▶ [EXERCISE AIM]:
Select every line below that contains the word "metal" and copy each of those lines out.

──────── SUPPLIED MATERIAL

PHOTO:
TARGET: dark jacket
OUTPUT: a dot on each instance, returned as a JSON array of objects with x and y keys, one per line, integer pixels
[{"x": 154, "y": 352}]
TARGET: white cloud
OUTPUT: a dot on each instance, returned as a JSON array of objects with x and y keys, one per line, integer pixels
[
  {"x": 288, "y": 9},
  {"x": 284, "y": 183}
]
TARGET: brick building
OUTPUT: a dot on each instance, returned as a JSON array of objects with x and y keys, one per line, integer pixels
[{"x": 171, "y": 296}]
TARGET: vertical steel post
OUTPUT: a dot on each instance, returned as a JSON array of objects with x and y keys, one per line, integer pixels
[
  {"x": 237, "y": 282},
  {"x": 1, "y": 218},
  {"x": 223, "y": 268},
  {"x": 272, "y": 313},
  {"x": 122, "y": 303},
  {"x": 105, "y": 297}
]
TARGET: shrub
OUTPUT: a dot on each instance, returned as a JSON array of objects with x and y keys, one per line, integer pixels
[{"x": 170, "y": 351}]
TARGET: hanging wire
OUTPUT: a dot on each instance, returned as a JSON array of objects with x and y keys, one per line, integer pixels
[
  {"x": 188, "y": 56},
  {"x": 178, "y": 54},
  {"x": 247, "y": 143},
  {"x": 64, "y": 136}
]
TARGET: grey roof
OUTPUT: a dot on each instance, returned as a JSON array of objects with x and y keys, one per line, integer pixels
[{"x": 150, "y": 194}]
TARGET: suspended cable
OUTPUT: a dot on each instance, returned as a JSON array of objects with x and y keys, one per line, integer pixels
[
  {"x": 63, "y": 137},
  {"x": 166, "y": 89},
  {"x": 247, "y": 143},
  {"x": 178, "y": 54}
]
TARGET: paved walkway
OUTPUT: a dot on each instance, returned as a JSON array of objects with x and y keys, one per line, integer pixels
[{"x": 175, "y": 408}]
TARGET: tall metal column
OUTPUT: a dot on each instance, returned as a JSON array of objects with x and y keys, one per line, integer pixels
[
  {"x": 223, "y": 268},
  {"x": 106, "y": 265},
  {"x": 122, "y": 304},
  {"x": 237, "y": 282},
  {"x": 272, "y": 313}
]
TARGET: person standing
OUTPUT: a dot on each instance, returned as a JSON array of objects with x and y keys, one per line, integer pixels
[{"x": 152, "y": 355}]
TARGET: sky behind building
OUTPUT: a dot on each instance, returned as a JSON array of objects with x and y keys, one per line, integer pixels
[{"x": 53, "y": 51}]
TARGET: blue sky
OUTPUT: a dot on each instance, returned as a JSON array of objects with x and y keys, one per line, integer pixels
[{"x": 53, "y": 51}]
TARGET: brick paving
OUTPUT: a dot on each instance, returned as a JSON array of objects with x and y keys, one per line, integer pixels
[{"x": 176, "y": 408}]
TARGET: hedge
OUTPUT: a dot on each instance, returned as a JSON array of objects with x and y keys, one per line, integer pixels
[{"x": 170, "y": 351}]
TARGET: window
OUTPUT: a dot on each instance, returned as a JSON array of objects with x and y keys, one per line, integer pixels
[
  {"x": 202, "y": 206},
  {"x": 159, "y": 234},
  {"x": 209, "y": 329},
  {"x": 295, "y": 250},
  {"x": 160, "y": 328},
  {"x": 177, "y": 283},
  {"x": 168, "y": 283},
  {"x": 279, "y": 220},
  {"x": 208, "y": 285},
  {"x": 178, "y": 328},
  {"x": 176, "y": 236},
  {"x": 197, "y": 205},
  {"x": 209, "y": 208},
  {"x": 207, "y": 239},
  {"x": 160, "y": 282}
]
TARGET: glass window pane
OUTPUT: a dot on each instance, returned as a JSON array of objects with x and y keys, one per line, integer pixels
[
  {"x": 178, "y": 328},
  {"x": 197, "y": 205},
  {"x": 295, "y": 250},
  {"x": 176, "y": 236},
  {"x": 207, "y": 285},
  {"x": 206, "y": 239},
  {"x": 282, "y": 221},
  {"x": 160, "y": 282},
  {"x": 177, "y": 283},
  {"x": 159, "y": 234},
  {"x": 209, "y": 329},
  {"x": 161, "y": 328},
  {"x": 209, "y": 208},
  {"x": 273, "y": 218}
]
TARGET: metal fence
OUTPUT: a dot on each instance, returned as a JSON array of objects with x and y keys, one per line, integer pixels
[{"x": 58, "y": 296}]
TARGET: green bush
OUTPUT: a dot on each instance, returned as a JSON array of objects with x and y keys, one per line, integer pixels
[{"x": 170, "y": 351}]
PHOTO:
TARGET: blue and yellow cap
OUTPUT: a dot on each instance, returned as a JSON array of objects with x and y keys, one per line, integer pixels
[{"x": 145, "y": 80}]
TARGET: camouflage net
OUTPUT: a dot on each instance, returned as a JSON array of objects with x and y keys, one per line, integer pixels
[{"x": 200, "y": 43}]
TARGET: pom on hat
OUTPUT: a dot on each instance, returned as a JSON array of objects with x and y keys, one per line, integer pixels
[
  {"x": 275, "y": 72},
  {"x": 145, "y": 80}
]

────────────────
──────── SUPPLIED MATERIAL

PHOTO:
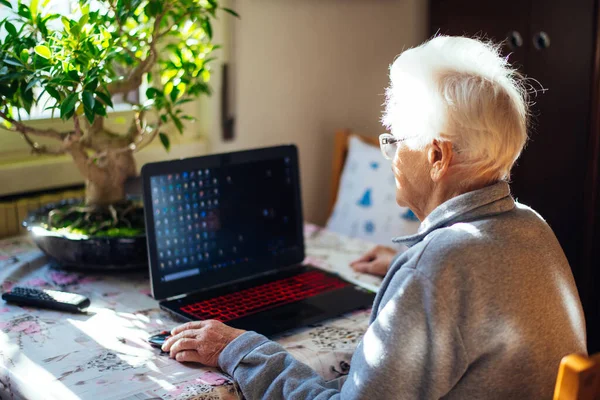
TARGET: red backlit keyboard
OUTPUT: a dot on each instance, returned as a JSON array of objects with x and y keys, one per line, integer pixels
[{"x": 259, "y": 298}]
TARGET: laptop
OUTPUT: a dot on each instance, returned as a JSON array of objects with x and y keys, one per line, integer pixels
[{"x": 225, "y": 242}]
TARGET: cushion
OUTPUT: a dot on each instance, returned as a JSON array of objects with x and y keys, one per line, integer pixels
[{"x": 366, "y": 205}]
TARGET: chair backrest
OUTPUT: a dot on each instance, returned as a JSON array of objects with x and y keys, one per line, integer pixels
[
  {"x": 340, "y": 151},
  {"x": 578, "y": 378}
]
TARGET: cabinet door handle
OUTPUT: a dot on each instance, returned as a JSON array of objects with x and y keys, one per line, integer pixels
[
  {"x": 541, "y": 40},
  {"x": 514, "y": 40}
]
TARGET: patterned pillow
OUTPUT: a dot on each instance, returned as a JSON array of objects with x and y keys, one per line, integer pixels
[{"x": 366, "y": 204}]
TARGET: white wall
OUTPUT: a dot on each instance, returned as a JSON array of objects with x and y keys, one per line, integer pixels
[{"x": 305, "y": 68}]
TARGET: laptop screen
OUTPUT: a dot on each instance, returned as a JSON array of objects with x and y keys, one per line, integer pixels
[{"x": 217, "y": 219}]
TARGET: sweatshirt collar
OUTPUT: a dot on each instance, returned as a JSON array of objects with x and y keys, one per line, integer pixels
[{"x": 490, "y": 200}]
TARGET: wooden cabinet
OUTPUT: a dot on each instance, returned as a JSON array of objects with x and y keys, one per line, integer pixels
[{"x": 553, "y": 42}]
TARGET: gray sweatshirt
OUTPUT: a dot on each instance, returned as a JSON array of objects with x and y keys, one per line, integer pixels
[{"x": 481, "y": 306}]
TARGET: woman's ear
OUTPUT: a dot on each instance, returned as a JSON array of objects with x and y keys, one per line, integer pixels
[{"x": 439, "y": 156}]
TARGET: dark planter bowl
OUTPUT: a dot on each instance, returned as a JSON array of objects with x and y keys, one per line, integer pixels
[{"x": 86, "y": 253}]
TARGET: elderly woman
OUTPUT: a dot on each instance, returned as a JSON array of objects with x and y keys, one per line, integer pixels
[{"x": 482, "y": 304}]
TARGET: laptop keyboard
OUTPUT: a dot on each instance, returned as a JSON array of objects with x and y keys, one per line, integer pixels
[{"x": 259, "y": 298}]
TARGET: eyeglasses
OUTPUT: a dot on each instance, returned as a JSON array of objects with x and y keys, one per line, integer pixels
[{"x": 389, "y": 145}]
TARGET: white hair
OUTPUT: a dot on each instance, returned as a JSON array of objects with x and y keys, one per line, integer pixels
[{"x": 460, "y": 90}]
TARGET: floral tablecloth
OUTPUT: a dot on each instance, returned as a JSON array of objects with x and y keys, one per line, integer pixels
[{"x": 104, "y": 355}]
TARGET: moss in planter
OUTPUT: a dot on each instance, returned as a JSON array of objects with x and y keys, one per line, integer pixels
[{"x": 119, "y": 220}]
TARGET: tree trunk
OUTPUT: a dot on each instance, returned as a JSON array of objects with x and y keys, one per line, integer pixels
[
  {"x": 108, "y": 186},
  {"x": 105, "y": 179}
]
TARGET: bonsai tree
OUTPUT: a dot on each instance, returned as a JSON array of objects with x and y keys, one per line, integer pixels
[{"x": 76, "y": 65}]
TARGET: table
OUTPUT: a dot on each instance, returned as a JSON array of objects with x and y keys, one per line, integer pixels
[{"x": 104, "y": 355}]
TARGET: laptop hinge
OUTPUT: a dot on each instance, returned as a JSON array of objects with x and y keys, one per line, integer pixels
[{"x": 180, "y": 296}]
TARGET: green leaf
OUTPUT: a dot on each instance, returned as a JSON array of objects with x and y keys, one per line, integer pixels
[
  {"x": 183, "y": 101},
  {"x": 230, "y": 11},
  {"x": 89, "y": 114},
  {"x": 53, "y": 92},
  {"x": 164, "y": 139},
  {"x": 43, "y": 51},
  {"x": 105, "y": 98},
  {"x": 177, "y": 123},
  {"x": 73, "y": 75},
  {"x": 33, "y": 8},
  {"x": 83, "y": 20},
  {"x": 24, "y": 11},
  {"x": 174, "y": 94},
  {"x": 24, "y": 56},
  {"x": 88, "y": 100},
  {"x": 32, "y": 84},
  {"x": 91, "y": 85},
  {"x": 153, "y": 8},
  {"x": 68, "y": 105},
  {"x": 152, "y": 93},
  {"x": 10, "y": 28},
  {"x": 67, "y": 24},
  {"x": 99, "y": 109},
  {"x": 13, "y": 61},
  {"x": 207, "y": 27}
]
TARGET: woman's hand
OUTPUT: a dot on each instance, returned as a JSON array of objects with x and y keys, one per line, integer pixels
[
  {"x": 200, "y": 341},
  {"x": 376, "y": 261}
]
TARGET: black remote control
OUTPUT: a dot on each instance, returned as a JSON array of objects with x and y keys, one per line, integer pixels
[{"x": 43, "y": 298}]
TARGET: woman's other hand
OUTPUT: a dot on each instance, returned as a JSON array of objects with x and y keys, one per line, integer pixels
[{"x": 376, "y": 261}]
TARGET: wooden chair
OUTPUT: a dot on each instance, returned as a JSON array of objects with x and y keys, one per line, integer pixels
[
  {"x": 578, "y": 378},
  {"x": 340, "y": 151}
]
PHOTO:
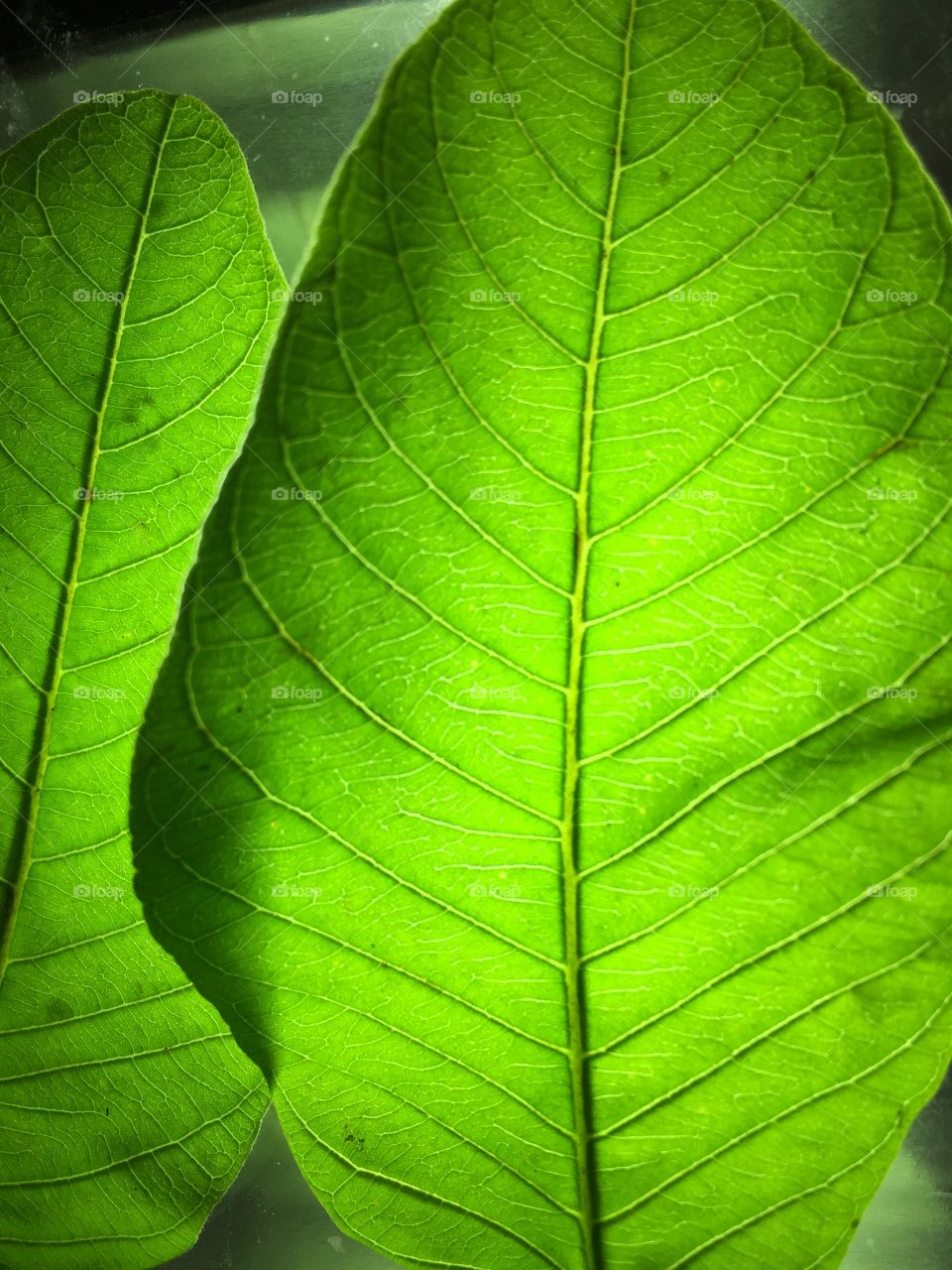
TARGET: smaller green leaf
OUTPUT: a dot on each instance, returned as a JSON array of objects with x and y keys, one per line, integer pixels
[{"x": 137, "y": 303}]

────────────────

▶ [RESULT OF THIS TASK]:
TARGET: tall metal column
TARGET: metal fence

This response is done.